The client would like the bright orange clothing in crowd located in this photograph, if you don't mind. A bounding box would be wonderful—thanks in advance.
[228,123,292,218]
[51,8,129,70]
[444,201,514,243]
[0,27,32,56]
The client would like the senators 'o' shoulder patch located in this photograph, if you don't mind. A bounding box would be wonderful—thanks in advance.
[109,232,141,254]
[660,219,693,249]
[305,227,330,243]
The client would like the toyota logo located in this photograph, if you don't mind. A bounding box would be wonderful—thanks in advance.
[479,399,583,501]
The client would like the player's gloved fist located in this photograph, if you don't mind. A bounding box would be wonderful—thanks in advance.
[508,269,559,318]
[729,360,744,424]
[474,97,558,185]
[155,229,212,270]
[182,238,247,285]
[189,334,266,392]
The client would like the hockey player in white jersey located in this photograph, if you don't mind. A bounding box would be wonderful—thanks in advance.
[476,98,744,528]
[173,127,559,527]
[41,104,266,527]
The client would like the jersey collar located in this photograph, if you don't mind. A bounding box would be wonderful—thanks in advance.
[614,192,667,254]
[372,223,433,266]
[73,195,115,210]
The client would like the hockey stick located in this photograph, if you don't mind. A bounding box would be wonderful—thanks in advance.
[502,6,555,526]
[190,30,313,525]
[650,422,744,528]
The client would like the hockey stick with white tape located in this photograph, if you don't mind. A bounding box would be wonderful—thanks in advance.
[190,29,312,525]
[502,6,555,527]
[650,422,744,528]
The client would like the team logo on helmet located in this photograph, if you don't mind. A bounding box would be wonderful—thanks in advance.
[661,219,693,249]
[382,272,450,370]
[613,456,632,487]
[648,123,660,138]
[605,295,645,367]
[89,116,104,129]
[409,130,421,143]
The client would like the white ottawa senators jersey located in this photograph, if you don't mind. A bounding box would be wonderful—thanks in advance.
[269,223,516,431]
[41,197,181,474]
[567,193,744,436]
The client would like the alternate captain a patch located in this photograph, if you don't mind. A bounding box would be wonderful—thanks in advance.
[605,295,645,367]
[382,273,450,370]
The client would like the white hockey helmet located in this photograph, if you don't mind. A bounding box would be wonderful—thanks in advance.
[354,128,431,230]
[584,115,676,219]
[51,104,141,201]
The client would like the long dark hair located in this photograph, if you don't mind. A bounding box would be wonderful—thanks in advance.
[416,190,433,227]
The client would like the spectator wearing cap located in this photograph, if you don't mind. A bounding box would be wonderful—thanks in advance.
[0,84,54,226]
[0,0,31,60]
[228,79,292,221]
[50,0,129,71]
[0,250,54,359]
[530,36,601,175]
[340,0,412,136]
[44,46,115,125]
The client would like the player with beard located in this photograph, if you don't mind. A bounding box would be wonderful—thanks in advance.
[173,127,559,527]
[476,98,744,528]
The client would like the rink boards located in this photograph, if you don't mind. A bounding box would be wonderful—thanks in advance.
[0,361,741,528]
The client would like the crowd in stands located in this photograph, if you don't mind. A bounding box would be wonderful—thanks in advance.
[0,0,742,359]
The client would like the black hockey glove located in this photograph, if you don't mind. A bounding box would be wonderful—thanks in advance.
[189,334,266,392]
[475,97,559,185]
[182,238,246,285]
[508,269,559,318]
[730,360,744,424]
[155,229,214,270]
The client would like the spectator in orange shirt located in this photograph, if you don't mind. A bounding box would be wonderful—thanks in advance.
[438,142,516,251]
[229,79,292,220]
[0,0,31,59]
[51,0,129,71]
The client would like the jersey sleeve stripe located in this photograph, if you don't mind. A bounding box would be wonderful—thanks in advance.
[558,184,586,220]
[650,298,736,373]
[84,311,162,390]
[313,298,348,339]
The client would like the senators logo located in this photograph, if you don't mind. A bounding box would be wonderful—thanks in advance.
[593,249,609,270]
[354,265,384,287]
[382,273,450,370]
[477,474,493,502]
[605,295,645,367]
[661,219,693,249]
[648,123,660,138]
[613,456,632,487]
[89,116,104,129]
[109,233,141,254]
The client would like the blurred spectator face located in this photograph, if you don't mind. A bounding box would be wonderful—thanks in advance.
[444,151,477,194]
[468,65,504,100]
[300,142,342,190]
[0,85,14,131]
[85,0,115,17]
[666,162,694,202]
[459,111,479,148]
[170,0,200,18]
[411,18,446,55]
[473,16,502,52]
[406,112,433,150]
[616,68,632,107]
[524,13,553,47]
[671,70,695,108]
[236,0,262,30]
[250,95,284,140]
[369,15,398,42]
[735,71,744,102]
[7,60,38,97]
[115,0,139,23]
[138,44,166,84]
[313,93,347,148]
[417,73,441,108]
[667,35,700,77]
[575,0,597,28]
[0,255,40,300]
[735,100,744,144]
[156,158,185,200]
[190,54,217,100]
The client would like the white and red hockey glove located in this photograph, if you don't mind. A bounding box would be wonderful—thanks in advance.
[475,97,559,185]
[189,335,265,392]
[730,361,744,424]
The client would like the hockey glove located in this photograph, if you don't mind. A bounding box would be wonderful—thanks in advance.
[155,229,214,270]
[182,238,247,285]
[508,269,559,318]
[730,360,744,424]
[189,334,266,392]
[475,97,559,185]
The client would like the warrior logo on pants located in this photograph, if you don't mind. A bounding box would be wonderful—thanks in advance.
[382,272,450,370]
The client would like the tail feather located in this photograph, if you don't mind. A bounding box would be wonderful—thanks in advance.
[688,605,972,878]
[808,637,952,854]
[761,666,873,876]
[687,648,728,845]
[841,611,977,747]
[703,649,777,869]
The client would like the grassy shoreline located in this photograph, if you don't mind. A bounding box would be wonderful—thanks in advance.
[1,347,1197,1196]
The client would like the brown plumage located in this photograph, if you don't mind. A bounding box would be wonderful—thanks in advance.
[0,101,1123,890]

_ _ _ _ _ _ _

■ **PROBLEM**
Write out the records. Leave nothing out and change nothing.

■ **EXERCISE OUTPUT**
The client would like the bright orange clothing in crowd located in this photograph, if you don't mind. A bounding box would be wonderful—thanks in advance.
[228,123,292,218]
[51,8,129,70]
[444,201,514,243]
[0,27,32,56]
The client would like the senators 'o' shoulder patch located in this photograph, if you don't mind. A bounding box would be wonderful—thanks in advance.
[109,232,141,254]
[660,219,693,249]
[305,227,330,243]
The client would like the toyota logo located in this photograph, if you don't mind. A bounding box would be wonderful—thanks in advance.
[479,399,583,501]
The client would like the player's gloved fist located in this photograph, if you don't mind. A bounding box would be wonderful—thanks in advance.
[508,269,559,318]
[729,360,744,424]
[474,97,558,185]
[155,229,212,270]
[182,238,247,285]
[189,334,266,392]
The client would like the hockey player in white jersey located in this photograph, if you don't mind. A bounding box would be wonderful—thanks in advance.
[476,98,744,528]
[173,127,559,527]
[41,104,266,527]
The client would like the jersey collar located in this photograph, if you don't mind. A bounding box would be wonderful—thanks in advance.
[614,192,667,254]
[372,223,433,266]
[73,195,115,210]
The client would like the hockey stick located in this photograph, if you don't mind. A bounding box would be wonderful—thanks in advance.
[502,6,555,526]
[190,30,313,525]
[650,422,744,528]
The client would like the hockey stick with white tape located in this photograph, if you don't mind. A bounding box would be wonderful—thanks in advance.
[190,29,312,525]
[502,6,555,527]
[650,422,744,528]
The client would like the team logo on helmet located in this photograph, if you don't mind. A bounding box would be wonderful—thanks in advance.
[661,219,693,249]
[382,272,450,370]
[613,456,632,487]
[648,123,660,138]
[605,295,645,367]
[89,116,104,129]
[409,130,421,143]
The client would like the white ottawa senators jersey located in this photograph, if you don't mind. A bounding box would be wonderful—thanks in advance.
[269,223,516,431]
[41,197,181,474]
[567,193,744,436]
The client would like the alternate captain a patch located in this photograph, if you don't mind. A bounding box would be wonderful—thanks in advance.
[605,295,645,367]
[382,273,450,370]
The client would like the white hockey helmet located in this photograph, if you don't mind. A bounding box would be wonderful—thanks in advance.
[354,128,431,230]
[584,115,676,219]
[51,104,141,201]
The client would like the long dark hair located in this photograph, if you don't mind. A bounding box would be wonderful—thanks in advance.
[416,190,433,227]
The client would like the spectator wearing cap located in this photograph, if you don't mind. A bounding box would be wonderful—thanks in advance.
[0,84,54,226]
[0,0,31,60]
[228,79,292,221]
[50,0,129,71]
[0,250,54,359]
[530,36,601,175]
[340,0,412,136]
[44,46,115,125]
The client would like the player with beard located in this photograph, if you don't mind. A bounding box would be wonderful—thanks in advance.
[173,127,559,527]
[476,98,744,528]
The client would like the rink boards located in this photograph, if you don't mind. A bounding box would be wonderful—thanks in advance.
[0,361,741,528]
The client would like the crowd in stands located in this photograph, if you don't mind. A bounding box would be wonderful—thanks in advance.
[0,0,742,359]
The client would like the black hockey glove located in this photograph, if you don't mind. A bounding box would be wonderful—thanks in advance.
[189,334,266,392]
[475,97,559,185]
[182,238,246,285]
[508,269,559,318]
[730,360,744,424]
[155,229,214,270]
The client would like the spectator in orange shirt located in this photograph, if you don't mind. A bounding box would be wonderful—thanks in advance.
[438,142,516,251]
[229,79,292,220]
[0,0,31,59]
[51,0,129,71]
The client would like the jersey sleeve stripe located in this photograph, if you don't mind. A bounding box would be wonderful—thanks in advance.
[558,184,586,220]
[650,298,736,373]
[84,311,162,390]
[313,298,348,339]
The client would like the senators logo located in this photograph, if you don't mind. A bounding box would be wonderful—thanks in advance.
[593,249,609,270]
[354,265,384,287]
[382,273,450,370]
[477,474,493,502]
[605,295,645,367]
[661,219,693,249]
[648,123,660,138]
[613,456,632,487]
[89,116,104,129]
[109,233,141,254]
The client would like the blurred spectator face located in this photograph, if you don't mind. A bounding box would be wonderful—thanks in advance.
[444,151,477,194]
[468,65,504,100]
[300,142,342,190]
[0,85,14,131]
[85,0,115,17]
[666,162,694,202]
[459,111,479,148]
[170,0,200,18]
[411,18,446,55]
[473,16,502,52]
[406,112,433,150]
[616,68,632,107]
[524,13,553,47]
[671,70,695,108]
[236,0,262,30]
[250,95,284,140]
[369,15,398,42]
[735,71,744,102]
[7,60,38,97]
[115,0,139,23]
[138,44,166,84]
[313,93,347,148]
[417,73,441,108]
[667,35,700,77]
[575,0,597,28]
[0,255,40,300]
[735,100,744,144]
[156,158,185,200]
[190,54,217,100]
The client would like the white and red hockey glove located in this photograph, if you don't mind. A bounding box would be wonderful—thanks in advance.
[475,97,559,185]
[189,335,265,392]
[730,361,744,424]
The client would like the hockey glove located in this photograph, if you don't mind. A bounding box would be wonderful—thanks in advance.
[155,229,214,270]
[182,238,247,285]
[508,269,559,318]
[730,360,744,424]
[189,334,266,392]
[475,97,559,185]
The client would like the warrior logo on pants located in this photograph, if you don't mind. A bounding box would be wonderful—thanks in advance.
[382,272,450,370]
The client would like the tail feather located in this photograph, if you don't mind. A bounding box would be wonderful—thanks in advance.
[688,605,972,878]
[808,637,952,854]
[761,666,873,876]
[687,648,728,845]
[841,611,977,747]
[703,649,777,869]
The client would like the grassy shoreline located in this photograph, if you don't mind. A bounding box would be wonderful—thanks in advance.
[1,347,1197,1196]
The client would like the brown plumage located in this photograph, if you don't mind. A bounding box would be wonderful—thanks in advance.
[0,101,1123,890]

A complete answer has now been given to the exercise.